Dataset entries:
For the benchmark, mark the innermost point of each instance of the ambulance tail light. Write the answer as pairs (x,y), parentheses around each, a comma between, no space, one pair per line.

...

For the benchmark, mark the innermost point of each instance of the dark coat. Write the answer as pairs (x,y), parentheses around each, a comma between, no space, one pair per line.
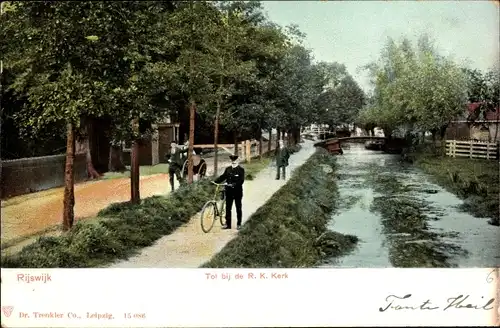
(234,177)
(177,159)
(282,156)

Work to complete:
Which lines in the items above contain the string "ambulance"? Copy each of those lines in full, and treat uppercase and lowercase letters as different.

Solved exercise:
For the benchmark, mark the innermost point of each instance of the ambulance tail light. Write the answer as pairs (x,y), parentheses around each, a comma between, no space, one pair per line.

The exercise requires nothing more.